Raw entries

Start

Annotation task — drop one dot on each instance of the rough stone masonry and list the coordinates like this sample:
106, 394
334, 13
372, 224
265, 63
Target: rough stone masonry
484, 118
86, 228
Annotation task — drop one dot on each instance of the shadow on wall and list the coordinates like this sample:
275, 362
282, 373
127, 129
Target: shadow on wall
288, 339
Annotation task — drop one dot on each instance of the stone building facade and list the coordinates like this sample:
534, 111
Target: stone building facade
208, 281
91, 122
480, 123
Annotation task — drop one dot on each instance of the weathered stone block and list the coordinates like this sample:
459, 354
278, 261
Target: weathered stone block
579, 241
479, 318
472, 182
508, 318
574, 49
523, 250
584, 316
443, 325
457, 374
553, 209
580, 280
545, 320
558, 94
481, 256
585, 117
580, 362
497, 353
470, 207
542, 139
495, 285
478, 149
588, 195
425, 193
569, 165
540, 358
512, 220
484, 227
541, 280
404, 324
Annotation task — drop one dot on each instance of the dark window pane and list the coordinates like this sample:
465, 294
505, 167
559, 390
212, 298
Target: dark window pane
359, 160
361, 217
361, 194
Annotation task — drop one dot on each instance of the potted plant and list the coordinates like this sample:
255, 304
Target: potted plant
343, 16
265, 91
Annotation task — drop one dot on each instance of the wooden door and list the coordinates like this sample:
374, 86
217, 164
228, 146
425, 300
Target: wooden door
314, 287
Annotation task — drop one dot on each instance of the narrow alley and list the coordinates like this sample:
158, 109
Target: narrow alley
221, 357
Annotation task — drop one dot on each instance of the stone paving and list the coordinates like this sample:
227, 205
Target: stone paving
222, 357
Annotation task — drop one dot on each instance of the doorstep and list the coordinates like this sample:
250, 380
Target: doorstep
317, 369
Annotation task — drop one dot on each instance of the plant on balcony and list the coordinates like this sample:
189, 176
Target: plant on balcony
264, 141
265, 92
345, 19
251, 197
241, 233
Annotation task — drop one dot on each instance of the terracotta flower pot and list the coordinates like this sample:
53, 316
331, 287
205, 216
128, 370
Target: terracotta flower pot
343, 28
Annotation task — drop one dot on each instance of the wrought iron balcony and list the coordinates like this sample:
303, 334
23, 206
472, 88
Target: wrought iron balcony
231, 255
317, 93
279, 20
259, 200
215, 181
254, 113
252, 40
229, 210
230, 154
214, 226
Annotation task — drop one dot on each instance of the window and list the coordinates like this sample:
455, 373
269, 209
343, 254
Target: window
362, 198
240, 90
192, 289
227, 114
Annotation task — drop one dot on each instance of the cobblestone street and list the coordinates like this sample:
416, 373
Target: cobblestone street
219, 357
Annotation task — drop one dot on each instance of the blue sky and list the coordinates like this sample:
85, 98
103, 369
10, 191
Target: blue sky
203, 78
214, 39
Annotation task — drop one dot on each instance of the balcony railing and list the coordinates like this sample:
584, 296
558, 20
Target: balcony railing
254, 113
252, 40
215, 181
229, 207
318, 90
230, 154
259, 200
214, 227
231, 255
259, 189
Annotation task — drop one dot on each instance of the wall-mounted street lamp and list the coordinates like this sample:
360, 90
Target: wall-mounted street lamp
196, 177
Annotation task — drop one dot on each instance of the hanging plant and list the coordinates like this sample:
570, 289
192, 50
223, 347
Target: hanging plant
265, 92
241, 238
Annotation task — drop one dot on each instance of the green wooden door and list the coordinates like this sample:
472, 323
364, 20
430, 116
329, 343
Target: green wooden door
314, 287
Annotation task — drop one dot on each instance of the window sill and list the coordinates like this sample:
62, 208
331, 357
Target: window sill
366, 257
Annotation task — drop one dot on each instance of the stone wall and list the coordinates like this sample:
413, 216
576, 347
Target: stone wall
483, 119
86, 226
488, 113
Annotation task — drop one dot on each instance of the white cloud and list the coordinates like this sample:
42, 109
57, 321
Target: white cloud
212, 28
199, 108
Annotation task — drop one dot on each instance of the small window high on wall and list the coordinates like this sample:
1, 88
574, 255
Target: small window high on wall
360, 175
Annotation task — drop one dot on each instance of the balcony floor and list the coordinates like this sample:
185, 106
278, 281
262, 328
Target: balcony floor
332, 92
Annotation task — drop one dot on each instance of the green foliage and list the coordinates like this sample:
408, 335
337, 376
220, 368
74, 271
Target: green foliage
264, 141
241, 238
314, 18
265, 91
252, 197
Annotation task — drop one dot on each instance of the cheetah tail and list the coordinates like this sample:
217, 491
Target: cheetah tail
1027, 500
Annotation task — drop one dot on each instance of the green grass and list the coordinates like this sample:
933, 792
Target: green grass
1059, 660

End

Prompt: Could you reproduce the entries above with "drop one dot" swapped for "place a single point" wherever it occurs and nothing else altered?

Finished task:
Annotation task — place a single point on each instance of the rough stone masonry and list the coordinates like this sample:
106, 394
334, 13
372, 224
265, 63
Target: rough stone masonry
484, 118
86, 228
Annotation task — place a single point on each instance of the shadow on wall and list the coordinates like this sample:
275, 362
282, 373
127, 129
Target: shadow on wall
288, 339
Annotation task — place a single point on each instance of the stone building facade and list the coordinates like this sample:
534, 111
Target: stone building facade
208, 281
91, 122
480, 123
Annotation task — place a single point on each instance of the weathered stone block and list the coordinates like this sample:
459, 354
278, 261
Target: weathered stone block
579, 241
479, 318
472, 182
508, 318
574, 49
523, 250
584, 316
443, 325
457, 374
553, 209
580, 280
545, 320
558, 94
481, 256
585, 117
580, 362
497, 353
470, 207
542, 139
495, 285
478, 149
588, 195
425, 193
569, 165
540, 358
512, 220
484, 227
541, 280
404, 324
Annotation task — place a single point on each instance of the dark window pane and list the coordinates like this sample:
465, 294
505, 167
559, 390
212, 298
Target: dark window pane
359, 160
361, 217
361, 194
Annotation task — place a single point on each instance of the potted plant and list the coordinates like this sample:
255, 304
Target: potted plant
343, 16
265, 91
Annotation task — place a single point on each instance of the wooden door and list the coordinates like this sample:
374, 86
217, 164
228, 146
425, 300
Target: wooden door
314, 287
Annotation task — place a single point on each instance of the narrow alley and list the coordinates like this sample:
158, 109
Target: narrow alley
221, 357
Annotation task — place a single point on each instance of the stone paving and list the coordinates like this sample:
227, 205
Target: stone paving
222, 357
Annotation task — place a single point on each instance of the doorstep and list the coordinates like this sample:
250, 380
Target: doorstep
317, 369
Annotation task — place a single point on each instance of the plant on balcony and list the coordinates like this sample:
189, 176
Target: plant on balcony
264, 141
265, 92
345, 19
251, 197
241, 233
Annotation task — place a single point on each instance of the terracotta flower pot and list the coordinates like this sample:
53, 316
331, 287
205, 216
128, 370
Target: terracotta flower pot
343, 28
Annotation task — place a single point on each instance of the wrought iron balcony and list the coordinates like this sample:
303, 334
23, 206
472, 88
Target: wrought iron balcony
231, 255
317, 93
279, 20
259, 200
215, 181
254, 113
252, 40
229, 210
230, 154
214, 226
Annotation task — place a single point on each instance of the window and list the coordinates like this sample:
455, 373
269, 209
343, 254
Target: window
362, 198
240, 90
192, 289
227, 114
Annotation task — place a single point on each instance of the cobblestone street and list the coordinates like this sample:
416, 373
Target: cobblestone street
219, 357
Annotation task — place a single point on each instance of the blue sky and list the coordinates like this sample:
85, 98
103, 369
10, 191
Target: blue sky
203, 78
214, 39
Annotation task — place a single point on each instance of the balcony railing and list the coordinates like this sample:
584, 296
558, 20
Target: balcony railing
254, 113
252, 40
215, 181
229, 207
318, 90
230, 154
259, 200
214, 227
231, 255
259, 189
Annotation task — place a single point on each instance of the wall-mounted street lamp and list the coordinates like this sample:
360, 90
Target: wall-mounted street lamp
196, 177
Annotation task — place a single point on each instance of the hanging plant and list the coordinates like this sample:
570, 289
192, 50
223, 347
Target: hanging plant
265, 92
241, 238
Annotation task — place a single point on each instance of the green wooden door and list the coordinates like this sample:
472, 323
364, 20
430, 116
329, 343
Target: green wooden door
314, 287
Annotation task — place a single point on each instance of the window sill and list the coordinates like this sample:
62, 208
331, 357
Target: window sill
366, 257
Annotation task — place a single point on each instance of the stone wall and list the coordinates like this sample:
413, 216
576, 347
Target: stone wall
483, 119
86, 226
488, 113
Annotation task — place a single point on each instance of the white cloud and list the coordinates like this sample:
42, 109
57, 321
Target: white cloud
212, 28
199, 108
Annotation task — place a single point on each instance of the small window high on wall and list the coordinates like this sample:
1, 88
574, 255
Target: small window high on wall
360, 175
Annotation task — place a single point on each instance of the balcony floor and list the coordinates like this sample:
185, 106
278, 281
262, 328
Target: balcony floor
332, 92
Annotation task — place a single point on each instance of the green foliage and list the coordinates like this sample:
408, 335
337, 376
220, 368
74, 271
Target: green foliage
264, 141
241, 238
314, 18
265, 91
252, 197
Annotation task — place a single point on each instance of the cheetah tail and list the coordinates like this sample:
217, 491
Target: cheetah tail
1027, 500
Annotation task — place a single point on each instance of the green grass and list the coordinates like this sample:
933, 792
Target: green grass
1059, 660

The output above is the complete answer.